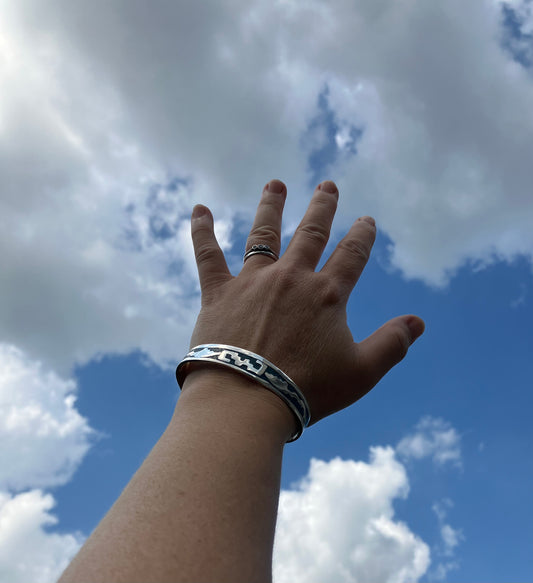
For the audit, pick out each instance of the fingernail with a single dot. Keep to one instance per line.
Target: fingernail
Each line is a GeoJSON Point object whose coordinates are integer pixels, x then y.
{"type": "Point", "coordinates": [416, 327]}
{"type": "Point", "coordinates": [198, 212]}
{"type": "Point", "coordinates": [276, 186]}
{"type": "Point", "coordinates": [329, 187]}
{"type": "Point", "coordinates": [368, 220]}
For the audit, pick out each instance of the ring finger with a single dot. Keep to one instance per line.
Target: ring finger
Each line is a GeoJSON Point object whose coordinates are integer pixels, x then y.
{"type": "Point", "coordinates": [266, 229]}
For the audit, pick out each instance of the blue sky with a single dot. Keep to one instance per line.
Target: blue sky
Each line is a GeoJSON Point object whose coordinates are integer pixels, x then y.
{"type": "Point", "coordinates": [424, 121]}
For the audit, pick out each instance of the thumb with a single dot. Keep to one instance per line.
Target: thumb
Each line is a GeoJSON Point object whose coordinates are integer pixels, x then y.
{"type": "Point", "coordinates": [386, 347]}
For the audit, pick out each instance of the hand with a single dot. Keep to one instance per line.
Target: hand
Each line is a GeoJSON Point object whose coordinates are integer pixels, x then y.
{"type": "Point", "coordinates": [288, 313]}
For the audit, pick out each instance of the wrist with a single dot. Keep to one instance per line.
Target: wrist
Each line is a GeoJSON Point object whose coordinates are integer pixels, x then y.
{"type": "Point", "coordinates": [230, 400]}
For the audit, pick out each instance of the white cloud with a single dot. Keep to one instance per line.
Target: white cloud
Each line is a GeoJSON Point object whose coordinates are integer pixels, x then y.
{"type": "Point", "coordinates": [450, 540]}
{"type": "Point", "coordinates": [434, 438]}
{"type": "Point", "coordinates": [222, 97]}
{"type": "Point", "coordinates": [27, 551]}
{"type": "Point", "coordinates": [338, 525]}
{"type": "Point", "coordinates": [43, 436]}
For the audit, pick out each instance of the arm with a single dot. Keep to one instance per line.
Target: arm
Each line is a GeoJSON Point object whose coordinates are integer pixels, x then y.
{"type": "Point", "coordinates": [203, 505]}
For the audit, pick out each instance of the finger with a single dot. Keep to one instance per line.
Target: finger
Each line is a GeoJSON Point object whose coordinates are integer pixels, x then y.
{"type": "Point", "coordinates": [210, 260]}
{"type": "Point", "coordinates": [312, 234]}
{"type": "Point", "coordinates": [385, 348]}
{"type": "Point", "coordinates": [266, 229]}
{"type": "Point", "coordinates": [351, 254]}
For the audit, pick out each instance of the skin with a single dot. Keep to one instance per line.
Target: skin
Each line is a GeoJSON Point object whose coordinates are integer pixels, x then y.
{"type": "Point", "coordinates": [203, 505]}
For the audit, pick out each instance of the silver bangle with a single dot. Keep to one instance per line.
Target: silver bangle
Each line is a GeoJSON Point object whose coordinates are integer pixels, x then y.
{"type": "Point", "coordinates": [257, 367]}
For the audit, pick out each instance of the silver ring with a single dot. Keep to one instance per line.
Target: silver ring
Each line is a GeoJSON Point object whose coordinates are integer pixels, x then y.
{"type": "Point", "coordinates": [260, 250]}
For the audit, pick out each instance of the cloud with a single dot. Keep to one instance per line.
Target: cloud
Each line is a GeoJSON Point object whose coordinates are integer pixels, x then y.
{"type": "Point", "coordinates": [27, 551]}
{"type": "Point", "coordinates": [44, 438]}
{"type": "Point", "coordinates": [105, 147]}
{"type": "Point", "coordinates": [337, 525]}
{"type": "Point", "coordinates": [433, 438]}
{"type": "Point", "coordinates": [450, 540]}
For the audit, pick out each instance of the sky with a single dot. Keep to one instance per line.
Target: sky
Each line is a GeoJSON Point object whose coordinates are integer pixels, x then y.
{"type": "Point", "coordinates": [117, 117]}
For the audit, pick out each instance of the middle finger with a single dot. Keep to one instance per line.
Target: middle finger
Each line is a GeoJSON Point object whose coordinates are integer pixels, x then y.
{"type": "Point", "coordinates": [266, 229]}
{"type": "Point", "coordinates": [312, 234]}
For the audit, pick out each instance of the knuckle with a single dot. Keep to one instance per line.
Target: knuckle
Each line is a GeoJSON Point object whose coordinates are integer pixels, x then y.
{"type": "Point", "coordinates": [316, 232]}
{"type": "Point", "coordinates": [206, 253]}
{"type": "Point", "coordinates": [285, 279]}
{"type": "Point", "coordinates": [329, 292]}
{"type": "Point", "coordinates": [356, 248]}
{"type": "Point", "coordinates": [262, 234]}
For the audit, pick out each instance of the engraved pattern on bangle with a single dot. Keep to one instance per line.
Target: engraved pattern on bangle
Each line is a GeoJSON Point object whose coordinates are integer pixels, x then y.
{"type": "Point", "coordinates": [257, 367]}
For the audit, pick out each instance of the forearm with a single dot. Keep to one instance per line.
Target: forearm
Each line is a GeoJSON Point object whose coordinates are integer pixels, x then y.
{"type": "Point", "coordinates": [203, 505]}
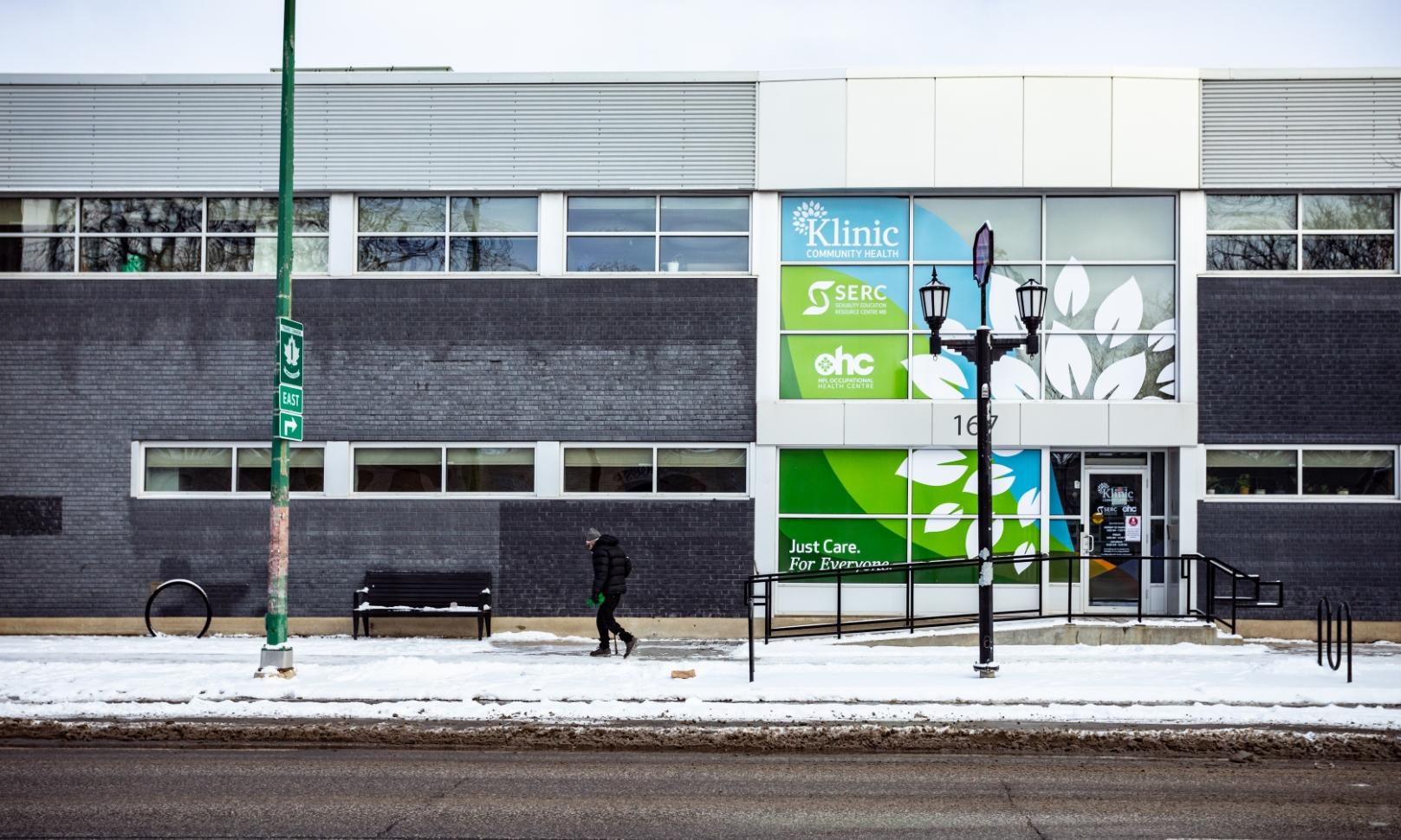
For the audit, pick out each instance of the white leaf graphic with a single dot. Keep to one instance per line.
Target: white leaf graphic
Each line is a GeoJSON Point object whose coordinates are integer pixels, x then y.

──────────

**WHAT TO DO:** Return the full set of lines above word for word and with no pictures.

**SOLUTION TO THE PROBLEM:**
For the audit, pick out each instance of the fingernail with a single dot. Keep to one instance per line.
Target: fingernail
Each line is a GeoJSON Point object whose coordinates are integer pixels, x then y.
{"type": "Point", "coordinates": [416, 327]}
{"type": "Point", "coordinates": [198, 212]}
{"type": "Point", "coordinates": [276, 186]}
{"type": "Point", "coordinates": [329, 187]}
{"type": "Point", "coordinates": [368, 220]}
For the audit, pick out each instance of the ring finger with a single dot. Keep to one instance per line.
Target: ring finger
Each line is a GeoJSON Point object whose coordinates are integer pixels, x then y.
{"type": "Point", "coordinates": [266, 229]}
For the audit, pick out each instance of the blue sky with a single dot. Keep to one instance per line.
Target: blue sky
Each line is a GeoJSON Point object whose coordinates are integer pixels, x then y.
{"type": "Point", "coordinates": [424, 121]}
For the audit, pick out each instance of the thumb with a single dot. Keep to one instance per line.
Target: thumb
Each line is a GeoJSON Point object whose coordinates are integer pixels, x then y.
{"type": "Point", "coordinates": [386, 347]}
For the audit, pick out each instance of the hand with a single dot. Keep to one instance per line.
Target: hand
Each line is a GeoJSON Point object whose coordinates are integer pixels, x then y.
{"type": "Point", "coordinates": [288, 313]}
For the audit, pick out each instance of the wrist with a single dot. Keep to one instance per line.
Target: wrist
Each line is a GeoJSON Point object whose coordinates are integer pixels, x then y.
{"type": "Point", "coordinates": [230, 400]}
For the audit, pick out each instance of the white cloud with a single dot. Keep to one instance per line.
Target: white cloud
Each line is a GeoJSON Point object whose coordinates are integer pixels, x then y.
{"type": "Point", "coordinates": [450, 540]}
{"type": "Point", "coordinates": [434, 438]}
{"type": "Point", "coordinates": [222, 97]}
{"type": "Point", "coordinates": [27, 551]}
{"type": "Point", "coordinates": [338, 525]}
{"type": "Point", "coordinates": [43, 436]}
For the audit, pick out each instance of the arm with a single dot. Keep to one instance per line.
Target: arm
Each line is a GeoJSON Point object whose coordinates are integer pixels, x then y.
{"type": "Point", "coordinates": [203, 505]}
For the audit, pick out each instance of the finger with a single dot. Keep to one instance per line.
Target: finger
Each line is a GeoJSON Point object whose coordinates are integer pixels, x then y.
{"type": "Point", "coordinates": [210, 260]}
{"type": "Point", "coordinates": [312, 234]}
{"type": "Point", "coordinates": [385, 348]}
{"type": "Point", "coordinates": [266, 229]}
{"type": "Point", "coordinates": [351, 254]}
For the audit, pick out each instance of the skin with a single dot. Keep to one instance per line.
Target: skin
Each line is a GeoJSON Point object whose coordinates are integer pixels, x then y.
{"type": "Point", "coordinates": [203, 505]}
For the audit, pick out each instance of the silver bangle with a single dot. Keep to one instance per line.
Target: silver bangle
Each line is a GeoJSON Point object whose coordinates are integer pixels, x then y.
{"type": "Point", "coordinates": [257, 367]}
For the audit, pick out each instance of the silver ring with a single dot. Keep to one instance per line.
Target: silver ring
Each line is a GeoJSON Point object whose coordinates are integer pixels, x then y.
{"type": "Point", "coordinates": [260, 250]}
For the audit, pick out each instance of the cloud with a single dot. Keep to one instance per line.
Target: cloud
Each line is a GeoJSON Point object whose coordinates are integer pixels, x then y.
{"type": "Point", "coordinates": [27, 551]}
{"type": "Point", "coordinates": [44, 438]}
{"type": "Point", "coordinates": [105, 147]}
{"type": "Point", "coordinates": [337, 525]}
{"type": "Point", "coordinates": [433, 438]}
{"type": "Point", "coordinates": [450, 540]}
For the audit, pick out each instance of the sky with a single dot. Keep to one instance per line.
Target: sky
Each line is a GeoJSON Point object whose coordinates are integer pixels, x then y.
{"type": "Point", "coordinates": [117, 117]}
For the audit, pick out each instance of the middle finger with a single dot. Keep to one instance per line.
Target: middle finger
Each line is a GeoJSON Point object whose coordinates are integer pixels, x then y.
{"type": "Point", "coordinates": [266, 229]}
{"type": "Point", "coordinates": [312, 234]}
For the audit, pick out each instance of the knuckle with a single dot. Keep to one instance per line.
Target: knuckle
Each line is a GeoJSON Point object whose coordinates are integer pixels, x then y.
{"type": "Point", "coordinates": [316, 232]}
{"type": "Point", "coordinates": [206, 253]}
{"type": "Point", "coordinates": [285, 279]}
{"type": "Point", "coordinates": [329, 292]}
{"type": "Point", "coordinates": [356, 248]}
{"type": "Point", "coordinates": [262, 234]}
For the audit, pick out each instance of the engraved pattern on bangle with a single dot. Keep to one instance per line.
Target: engraved pattern on bangle
Each line is a GeoJSON Point object whose coordinates are integer pixels, x then y.
{"type": "Point", "coordinates": [257, 367]}
For the audit, pick out each instance of the forearm with a single dot. Keep to one instance per line.
Target: forearm
Each line is a GeoJSON Point object whose coordinates are integer pixels, x then y.
{"type": "Point", "coordinates": [203, 505]}
For the audit, pick out each instance of the white leaf graphic with a single dot. Keep to one instance per line.
Target: white leaf graphic
Each line is a GeoJSON Point object whose coordinates are integer pixels, x then y.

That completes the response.